-- start Excerpted text --

As Music Director of Excellent Device, the orchestra formed in 1991, Hazlewood has blazed a trail in new ways of approaching music. He also has a sister orchestra Harmonieband which comprises the cream of period instrumentalists in London.

He is also Music Director and co-founder of the lyric-theatre company Dimpho Di Kopane, [DDK], (Sotho for "combined talents"), based in Cape Town. For the company he has conducted Carmen and West Side Story and as composer conceived the music for Yiimimangaliso (The Mysteries) and Ibali Loo Tsotsi (The Beggar's Opera), both of which have had hugely successful runs in London and on tour worldwide, and The Snow Queen, which premiered in New York in 2004.

DDK's first feature film, U Carmen e-Khayelitsha, (for which Hazlewood acted as music director and conductor) premiered in South Africa in spring 2005, prior to international release, and was awarded the prestigious "Golden Bear" award for Best Film at the 2005 Berlin Film Festival. It opens across the UK in April 2006.

As part of his passion to reach the widest possible audience for music, Hazlewood is well known to television audiences as "The face of classical music" (Daily Telegraph) for the BBC, for whom he has authored and conducted the music in several groundbreaking films: Vivaldi Unmasked (BBC1), The Genius of Mozart (BBC2/4), Beethoven (BBC2/4). He is currently making films about Tchaikovsky (for transmission in early 2007), and an unprecedented landmark series on the history of British music.

-- end Excerpted text --

### Written exercise A
Rewrite the listing from the line with "like (638, 905)." to the line with "(1192, 421)". Change "truck door" to "car door" and leave everything else as it is.

-- start Entries shown --

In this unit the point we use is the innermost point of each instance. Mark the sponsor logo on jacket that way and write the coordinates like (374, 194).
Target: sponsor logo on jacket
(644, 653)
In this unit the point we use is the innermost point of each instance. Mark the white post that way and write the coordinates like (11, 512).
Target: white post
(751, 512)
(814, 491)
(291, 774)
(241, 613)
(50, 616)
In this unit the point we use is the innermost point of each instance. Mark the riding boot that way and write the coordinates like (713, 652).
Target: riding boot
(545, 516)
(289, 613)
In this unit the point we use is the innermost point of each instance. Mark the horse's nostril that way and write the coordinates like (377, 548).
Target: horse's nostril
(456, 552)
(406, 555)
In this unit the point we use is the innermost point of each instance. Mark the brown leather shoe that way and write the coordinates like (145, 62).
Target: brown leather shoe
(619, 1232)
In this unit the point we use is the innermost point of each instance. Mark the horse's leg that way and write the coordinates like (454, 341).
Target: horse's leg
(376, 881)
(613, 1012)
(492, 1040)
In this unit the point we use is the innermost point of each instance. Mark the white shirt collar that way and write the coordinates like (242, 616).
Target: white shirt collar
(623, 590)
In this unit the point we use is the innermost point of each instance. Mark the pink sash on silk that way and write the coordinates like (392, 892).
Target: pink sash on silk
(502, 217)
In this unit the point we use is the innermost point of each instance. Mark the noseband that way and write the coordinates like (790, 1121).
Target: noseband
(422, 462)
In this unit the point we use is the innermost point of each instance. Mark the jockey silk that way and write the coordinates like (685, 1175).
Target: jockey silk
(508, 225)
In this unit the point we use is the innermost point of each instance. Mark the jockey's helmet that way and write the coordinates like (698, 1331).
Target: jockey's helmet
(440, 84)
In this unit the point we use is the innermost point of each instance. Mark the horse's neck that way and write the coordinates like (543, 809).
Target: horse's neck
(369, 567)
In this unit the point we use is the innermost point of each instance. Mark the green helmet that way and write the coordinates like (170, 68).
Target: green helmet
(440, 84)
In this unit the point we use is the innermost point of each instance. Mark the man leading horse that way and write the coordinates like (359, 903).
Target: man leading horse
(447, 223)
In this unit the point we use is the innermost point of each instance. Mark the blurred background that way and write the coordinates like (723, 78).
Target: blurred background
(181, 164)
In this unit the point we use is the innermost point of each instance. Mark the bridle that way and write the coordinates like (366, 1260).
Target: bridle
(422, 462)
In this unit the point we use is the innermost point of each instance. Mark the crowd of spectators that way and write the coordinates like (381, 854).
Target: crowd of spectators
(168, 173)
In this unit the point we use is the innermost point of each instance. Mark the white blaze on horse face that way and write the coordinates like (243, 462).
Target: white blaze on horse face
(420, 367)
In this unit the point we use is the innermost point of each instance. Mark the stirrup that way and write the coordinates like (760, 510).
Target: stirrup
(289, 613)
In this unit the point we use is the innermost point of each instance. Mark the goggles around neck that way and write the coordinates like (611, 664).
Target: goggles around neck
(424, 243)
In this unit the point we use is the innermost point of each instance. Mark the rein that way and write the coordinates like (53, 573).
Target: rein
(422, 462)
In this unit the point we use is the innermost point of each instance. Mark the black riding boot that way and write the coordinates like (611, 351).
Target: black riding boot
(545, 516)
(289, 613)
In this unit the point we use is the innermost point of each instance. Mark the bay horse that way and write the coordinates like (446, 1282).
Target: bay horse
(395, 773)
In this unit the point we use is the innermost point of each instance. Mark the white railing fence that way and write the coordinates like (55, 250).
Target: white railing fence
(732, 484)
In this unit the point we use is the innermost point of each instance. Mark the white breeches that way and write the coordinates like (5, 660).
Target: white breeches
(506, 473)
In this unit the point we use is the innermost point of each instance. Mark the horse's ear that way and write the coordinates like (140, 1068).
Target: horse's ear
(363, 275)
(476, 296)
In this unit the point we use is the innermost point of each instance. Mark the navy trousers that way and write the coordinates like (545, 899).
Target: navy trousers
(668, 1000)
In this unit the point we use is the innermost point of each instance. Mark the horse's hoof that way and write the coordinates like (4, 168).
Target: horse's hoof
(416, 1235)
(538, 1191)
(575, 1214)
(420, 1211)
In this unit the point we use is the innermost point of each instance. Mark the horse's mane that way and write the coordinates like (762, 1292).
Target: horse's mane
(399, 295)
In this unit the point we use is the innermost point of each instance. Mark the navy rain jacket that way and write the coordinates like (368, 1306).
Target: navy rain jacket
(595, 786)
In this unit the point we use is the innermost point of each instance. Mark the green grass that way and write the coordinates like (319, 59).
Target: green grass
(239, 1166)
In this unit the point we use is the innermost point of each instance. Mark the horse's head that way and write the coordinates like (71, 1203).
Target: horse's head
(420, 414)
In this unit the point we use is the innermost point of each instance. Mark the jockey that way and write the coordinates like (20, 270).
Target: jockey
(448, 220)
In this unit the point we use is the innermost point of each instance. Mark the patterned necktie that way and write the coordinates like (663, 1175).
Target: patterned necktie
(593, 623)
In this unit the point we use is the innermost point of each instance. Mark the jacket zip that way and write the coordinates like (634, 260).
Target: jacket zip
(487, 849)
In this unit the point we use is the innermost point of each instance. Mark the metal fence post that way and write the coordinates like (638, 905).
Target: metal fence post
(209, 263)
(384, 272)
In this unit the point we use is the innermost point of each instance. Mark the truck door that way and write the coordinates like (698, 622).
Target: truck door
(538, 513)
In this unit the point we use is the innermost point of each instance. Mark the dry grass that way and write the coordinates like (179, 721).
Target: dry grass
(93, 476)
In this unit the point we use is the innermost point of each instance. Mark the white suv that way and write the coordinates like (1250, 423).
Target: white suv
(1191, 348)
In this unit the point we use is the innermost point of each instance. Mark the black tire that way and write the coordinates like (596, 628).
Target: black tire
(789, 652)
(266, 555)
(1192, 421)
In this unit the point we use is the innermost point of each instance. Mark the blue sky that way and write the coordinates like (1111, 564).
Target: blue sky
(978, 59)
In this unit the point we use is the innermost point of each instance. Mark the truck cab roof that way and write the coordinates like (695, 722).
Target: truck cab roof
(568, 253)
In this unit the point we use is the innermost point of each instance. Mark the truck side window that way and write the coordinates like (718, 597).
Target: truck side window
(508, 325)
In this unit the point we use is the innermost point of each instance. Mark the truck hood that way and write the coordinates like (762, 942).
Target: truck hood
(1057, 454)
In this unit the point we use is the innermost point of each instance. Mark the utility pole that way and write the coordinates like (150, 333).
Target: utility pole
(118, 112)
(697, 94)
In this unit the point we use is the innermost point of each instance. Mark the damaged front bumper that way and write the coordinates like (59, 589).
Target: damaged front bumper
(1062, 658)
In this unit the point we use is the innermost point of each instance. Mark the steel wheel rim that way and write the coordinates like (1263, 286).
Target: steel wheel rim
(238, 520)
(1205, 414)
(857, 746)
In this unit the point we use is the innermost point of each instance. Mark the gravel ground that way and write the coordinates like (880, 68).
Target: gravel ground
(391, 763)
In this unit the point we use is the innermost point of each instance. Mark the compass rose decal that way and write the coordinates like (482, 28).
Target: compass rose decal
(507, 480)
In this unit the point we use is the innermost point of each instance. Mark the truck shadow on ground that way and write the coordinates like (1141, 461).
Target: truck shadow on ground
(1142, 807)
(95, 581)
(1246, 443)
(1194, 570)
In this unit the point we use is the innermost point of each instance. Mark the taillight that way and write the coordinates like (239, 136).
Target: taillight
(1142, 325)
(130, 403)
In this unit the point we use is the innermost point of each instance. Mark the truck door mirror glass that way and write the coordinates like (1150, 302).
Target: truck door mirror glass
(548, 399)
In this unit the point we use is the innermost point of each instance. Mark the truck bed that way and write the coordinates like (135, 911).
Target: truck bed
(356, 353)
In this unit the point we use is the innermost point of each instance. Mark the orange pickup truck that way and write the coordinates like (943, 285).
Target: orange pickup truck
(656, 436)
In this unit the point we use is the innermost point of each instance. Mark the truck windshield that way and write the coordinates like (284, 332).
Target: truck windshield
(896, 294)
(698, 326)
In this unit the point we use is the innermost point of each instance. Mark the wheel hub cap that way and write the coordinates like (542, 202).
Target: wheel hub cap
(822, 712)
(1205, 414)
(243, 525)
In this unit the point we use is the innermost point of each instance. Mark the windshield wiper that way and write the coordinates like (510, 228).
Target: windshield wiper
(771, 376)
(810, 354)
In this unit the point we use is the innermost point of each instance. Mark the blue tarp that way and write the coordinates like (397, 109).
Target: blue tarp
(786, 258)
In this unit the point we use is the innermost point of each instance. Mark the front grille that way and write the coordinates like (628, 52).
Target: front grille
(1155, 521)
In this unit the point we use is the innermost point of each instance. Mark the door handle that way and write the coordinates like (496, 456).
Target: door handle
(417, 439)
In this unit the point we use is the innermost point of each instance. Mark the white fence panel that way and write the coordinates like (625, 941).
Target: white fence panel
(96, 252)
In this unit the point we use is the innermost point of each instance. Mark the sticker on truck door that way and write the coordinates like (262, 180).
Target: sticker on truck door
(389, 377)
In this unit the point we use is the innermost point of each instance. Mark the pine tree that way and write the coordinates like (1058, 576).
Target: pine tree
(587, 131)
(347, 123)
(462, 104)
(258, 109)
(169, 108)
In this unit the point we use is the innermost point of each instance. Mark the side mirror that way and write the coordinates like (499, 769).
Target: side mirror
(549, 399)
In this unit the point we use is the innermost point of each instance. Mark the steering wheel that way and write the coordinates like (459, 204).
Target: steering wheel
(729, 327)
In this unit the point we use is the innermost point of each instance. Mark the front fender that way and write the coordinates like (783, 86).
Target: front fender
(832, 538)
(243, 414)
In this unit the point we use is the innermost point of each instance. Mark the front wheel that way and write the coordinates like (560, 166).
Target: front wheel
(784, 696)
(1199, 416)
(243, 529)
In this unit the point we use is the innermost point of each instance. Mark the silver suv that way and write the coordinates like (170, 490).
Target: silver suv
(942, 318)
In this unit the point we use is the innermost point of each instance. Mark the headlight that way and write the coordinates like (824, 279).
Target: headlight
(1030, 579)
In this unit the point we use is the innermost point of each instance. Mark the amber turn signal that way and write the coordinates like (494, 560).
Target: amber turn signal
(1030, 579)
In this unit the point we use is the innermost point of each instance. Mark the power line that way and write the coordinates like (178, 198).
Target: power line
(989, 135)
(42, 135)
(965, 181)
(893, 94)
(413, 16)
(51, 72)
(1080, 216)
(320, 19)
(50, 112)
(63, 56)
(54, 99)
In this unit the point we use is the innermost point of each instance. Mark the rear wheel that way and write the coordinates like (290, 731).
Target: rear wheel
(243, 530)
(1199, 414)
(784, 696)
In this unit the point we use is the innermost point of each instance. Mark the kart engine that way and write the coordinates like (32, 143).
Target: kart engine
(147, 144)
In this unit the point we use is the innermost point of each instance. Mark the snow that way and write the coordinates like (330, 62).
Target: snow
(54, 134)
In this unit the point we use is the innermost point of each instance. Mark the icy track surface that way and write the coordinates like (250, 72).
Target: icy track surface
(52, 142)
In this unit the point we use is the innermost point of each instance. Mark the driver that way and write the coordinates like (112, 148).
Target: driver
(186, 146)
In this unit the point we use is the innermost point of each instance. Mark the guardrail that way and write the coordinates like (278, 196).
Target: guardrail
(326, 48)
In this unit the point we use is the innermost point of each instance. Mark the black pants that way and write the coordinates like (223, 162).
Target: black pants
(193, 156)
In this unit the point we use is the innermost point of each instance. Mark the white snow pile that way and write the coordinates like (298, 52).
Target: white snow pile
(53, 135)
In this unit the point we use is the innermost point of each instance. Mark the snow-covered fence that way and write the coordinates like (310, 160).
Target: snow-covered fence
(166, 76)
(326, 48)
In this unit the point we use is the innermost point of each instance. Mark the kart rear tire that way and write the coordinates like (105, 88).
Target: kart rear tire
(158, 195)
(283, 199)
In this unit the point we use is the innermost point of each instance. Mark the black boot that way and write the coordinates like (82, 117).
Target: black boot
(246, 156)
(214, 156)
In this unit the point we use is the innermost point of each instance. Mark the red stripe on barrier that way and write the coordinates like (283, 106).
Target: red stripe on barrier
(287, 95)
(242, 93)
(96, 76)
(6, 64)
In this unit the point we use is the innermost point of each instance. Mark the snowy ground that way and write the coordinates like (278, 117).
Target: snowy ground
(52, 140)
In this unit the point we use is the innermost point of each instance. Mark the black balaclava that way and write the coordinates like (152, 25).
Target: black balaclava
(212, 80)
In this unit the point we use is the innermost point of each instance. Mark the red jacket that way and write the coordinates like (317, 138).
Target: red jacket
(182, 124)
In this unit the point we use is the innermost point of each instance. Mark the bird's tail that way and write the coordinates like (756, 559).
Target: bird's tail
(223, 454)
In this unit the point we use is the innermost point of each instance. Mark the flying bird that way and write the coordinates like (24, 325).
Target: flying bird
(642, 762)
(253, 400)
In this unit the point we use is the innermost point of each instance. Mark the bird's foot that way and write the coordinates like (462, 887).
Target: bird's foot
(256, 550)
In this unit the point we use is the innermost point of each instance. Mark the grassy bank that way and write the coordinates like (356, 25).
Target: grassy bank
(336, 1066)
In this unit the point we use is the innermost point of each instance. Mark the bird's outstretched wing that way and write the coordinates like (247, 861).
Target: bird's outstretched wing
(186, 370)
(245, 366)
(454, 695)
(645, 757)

-- end Entries shown --

### Written exercise B
According to the text about Hazlewood, in what year was the orchestra Excellent Device formed?

### Problem solution A
In this unit the point we use is the innermost point of each instance. Mark the metal fence post that way and write the coordinates like (638, 905).
Target: metal fence post
(209, 263)
(384, 272)
In this unit the point we use is the innermost point of each instance. Mark the car door that way and write the coordinates like (698, 622).
Target: car door
(538, 513)
In this unit the point we use is the innermost point of each instance. Mark the dry grass that way and write the coordinates like (179, 721).
Target: dry grass
(93, 476)
In this unit the point we use is the innermost point of each instance. Mark the white suv that way and write the coordinates like (1250, 423).
Target: white suv
(1191, 348)
In this unit the point we use is the innermost point of each instance. Mark the black tire that way and write the coordinates like (596, 628).
Target: black tire
(789, 652)
(266, 555)
(1192, 421)

### Problem solution B
1991